## Instructions for the task
Each entry needs to be restated exactly as written.

## Exercise data
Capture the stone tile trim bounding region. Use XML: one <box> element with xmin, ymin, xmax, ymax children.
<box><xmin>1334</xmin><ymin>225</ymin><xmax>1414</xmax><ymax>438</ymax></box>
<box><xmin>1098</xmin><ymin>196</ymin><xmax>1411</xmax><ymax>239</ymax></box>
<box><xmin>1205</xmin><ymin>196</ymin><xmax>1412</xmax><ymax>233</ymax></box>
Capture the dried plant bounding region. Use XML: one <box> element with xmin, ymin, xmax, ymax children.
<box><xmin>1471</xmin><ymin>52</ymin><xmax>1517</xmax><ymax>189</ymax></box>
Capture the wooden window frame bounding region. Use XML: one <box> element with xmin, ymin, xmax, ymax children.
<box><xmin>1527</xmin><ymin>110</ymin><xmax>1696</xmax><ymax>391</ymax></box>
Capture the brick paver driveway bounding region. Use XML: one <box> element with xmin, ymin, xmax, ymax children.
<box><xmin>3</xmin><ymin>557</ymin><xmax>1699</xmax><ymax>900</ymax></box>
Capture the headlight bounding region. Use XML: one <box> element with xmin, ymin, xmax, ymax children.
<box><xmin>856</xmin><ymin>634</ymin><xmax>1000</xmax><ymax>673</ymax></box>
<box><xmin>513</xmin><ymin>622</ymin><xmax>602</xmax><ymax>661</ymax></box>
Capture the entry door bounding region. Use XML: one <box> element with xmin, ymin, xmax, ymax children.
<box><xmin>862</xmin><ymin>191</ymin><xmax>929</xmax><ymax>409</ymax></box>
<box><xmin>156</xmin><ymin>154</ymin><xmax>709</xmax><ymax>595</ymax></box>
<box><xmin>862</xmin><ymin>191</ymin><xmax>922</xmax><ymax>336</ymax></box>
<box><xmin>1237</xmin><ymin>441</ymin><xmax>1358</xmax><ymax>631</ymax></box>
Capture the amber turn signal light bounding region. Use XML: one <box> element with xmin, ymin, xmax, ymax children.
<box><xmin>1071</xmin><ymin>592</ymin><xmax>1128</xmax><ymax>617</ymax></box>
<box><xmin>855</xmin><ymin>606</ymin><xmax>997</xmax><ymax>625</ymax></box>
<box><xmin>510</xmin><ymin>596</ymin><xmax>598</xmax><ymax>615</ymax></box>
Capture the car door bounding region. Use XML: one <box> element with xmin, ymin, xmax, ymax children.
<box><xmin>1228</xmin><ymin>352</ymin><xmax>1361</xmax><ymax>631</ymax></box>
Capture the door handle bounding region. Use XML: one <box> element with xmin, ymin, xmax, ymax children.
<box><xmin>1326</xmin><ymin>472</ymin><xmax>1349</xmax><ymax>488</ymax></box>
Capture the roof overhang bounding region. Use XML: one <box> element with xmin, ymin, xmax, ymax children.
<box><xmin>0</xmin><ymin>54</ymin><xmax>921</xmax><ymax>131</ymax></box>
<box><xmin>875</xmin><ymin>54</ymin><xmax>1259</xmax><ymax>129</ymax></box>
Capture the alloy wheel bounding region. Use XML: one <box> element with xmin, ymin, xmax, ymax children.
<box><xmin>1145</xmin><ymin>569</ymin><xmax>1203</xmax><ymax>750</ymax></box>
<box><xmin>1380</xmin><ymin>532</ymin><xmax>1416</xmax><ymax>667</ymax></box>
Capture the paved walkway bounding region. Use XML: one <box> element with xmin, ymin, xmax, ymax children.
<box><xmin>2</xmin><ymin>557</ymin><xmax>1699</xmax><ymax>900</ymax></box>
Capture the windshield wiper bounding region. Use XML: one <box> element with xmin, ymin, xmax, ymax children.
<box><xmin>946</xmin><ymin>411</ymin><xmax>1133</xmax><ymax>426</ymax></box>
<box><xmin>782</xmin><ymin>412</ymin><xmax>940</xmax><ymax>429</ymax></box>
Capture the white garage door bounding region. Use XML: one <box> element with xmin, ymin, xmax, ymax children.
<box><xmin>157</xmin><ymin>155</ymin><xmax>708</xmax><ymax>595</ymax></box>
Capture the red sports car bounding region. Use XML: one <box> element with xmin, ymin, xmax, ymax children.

## Output for this exercise
Capture the stone tile trim bounding region. Use XML: one <box> element with xmin, ymin, xmax, ymax children.
<box><xmin>1334</xmin><ymin>225</ymin><xmax>1414</xmax><ymax>438</ymax></box>
<box><xmin>1098</xmin><ymin>196</ymin><xmax>1411</xmax><ymax>239</ymax></box>
<box><xmin>1205</xmin><ymin>196</ymin><xmax>1412</xmax><ymax>233</ymax></box>
Capture the dried plant bounding region. Use XML: one <box> element with xmin, ymin, xmax, ymax children.
<box><xmin>1471</xmin><ymin>52</ymin><xmax>1517</xmax><ymax>189</ymax></box>
Capture the wooden window frame bounding region. Use XML: one <box> element with xmin, ymin, xmax, ymax children.
<box><xmin>1527</xmin><ymin>110</ymin><xmax>1696</xmax><ymax>391</ymax></box>
Capture the brick paver driveway bounding region. Use XML: one <box> element with xmin, ymin, xmax, ymax children.
<box><xmin>3</xmin><ymin>557</ymin><xmax>1699</xmax><ymax>900</ymax></box>
Capture the headlight bounding region. Use XML: one <box> element with xmin, ymin, xmax, ymax children.
<box><xmin>856</xmin><ymin>634</ymin><xmax>1000</xmax><ymax>673</ymax></box>
<box><xmin>513</xmin><ymin>622</ymin><xmax>602</xmax><ymax>661</ymax></box>
Capture the entry door bounding region. Use XML: one <box> element with xmin, ymin, xmax, ymax children.
<box><xmin>862</xmin><ymin>191</ymin><xmax>929</xmax><ymax>409</ymax></box>
<box><xmin>156</xmin><ymin>154</ymin><xmax>709</xmax><ymax>595</ymax></box>
<box><xmin>862</xmin><ymin>191</ymin><xmax>922</xmax><ymax>336</ymax></box>
<box><xmin>1237</xmin><ymin>441</ymin><xmax>1358</xmax><ymax>631</ymax></box>
Capture the amber turn signal light bounding region. Use XML: one <box> element with xmin, ymin, xmax, ymax children.
<box><xmin>1071</xmin><ymin>592</ymin><xmax>1128</xmax><ymax>617</ymax></box>
<box><xmin>855</xmin><ymin>606</ymin><xmax>997</xmax><ymax>625</ymax></box>
<box><xmin>510</xmin><ymin>596</ymin><xmax>598</xmax><ymax>615</ymax></box>
Capture the car door bounding region. Use XML: one <box> element with xmin, ymin, xmax, ymax children.
<box><xmin>1228</xmin><ymin>352</ymin><xmax>1361</xmax><ymax>631</ymax></box>
Capture the door handle bounding region. Use XML: one <box> element with xmin, ymin, xmax, ymax children.
<box><xmin>1326</xmin><ymin>472</ymin><xmax>1349</xmax><ymax>488</ymax></box>
Capture the roof overhang bounding region. Use XML: one <box> element with xmin, ymin, xmax, ymax children.
<box><xmin>0</xmin><ymin>54</ymin><xmax>921</xmax><ymax>131</ymax></box>
<box><xmin>875</xmin><ymin>54</ymin><xmax>1259</xmax><ymax>129</ymax></box>
Capture the alloy wheel bounding region. Use XML: one <box> element with xmin, ymin, xmax, ymax children.
<box><xmin>1145</xmin><ymin>569</ymin><xmax>1203</xmax><ymax>750</ymax></box>
<box><xmin>1380</xmin><ymin>532</ymin><xmax>1416</xmax><ymax>667</ymax></box>
Capture the paved walkway bounding region. Use XML: one <box> element with xmin, ymin, xmax, ymax children.
<box><xmin>2</xmin><ymin>557</ymin><xmax>1699</xmax><ymax>900</ymax></box>
Capture the windshield wiper bounding region. Use XML: one <box> element with xmin, ymin, xmax, ymax children.
<box><xmin>946</xmin><ymin>411</ymin><xmax>1133</xmax><ymax>426</ymax></box>
<box><xmin>782</xmin><ymin>412</ymin><xmax>940</xmax><ymax>429</ymax></box>
Capture the white garage door bounding region. Use XML: one <box> element with xmin, ymin, xmax, ymax children.
<box><xmin>157</xmin><ymin>155</ymin><xmax>708</xmax><ymax>595</ymax></box>
Capture the red sports car bounding region. Use XML: one <box> element with xmin, ymin, xmax, ymax children.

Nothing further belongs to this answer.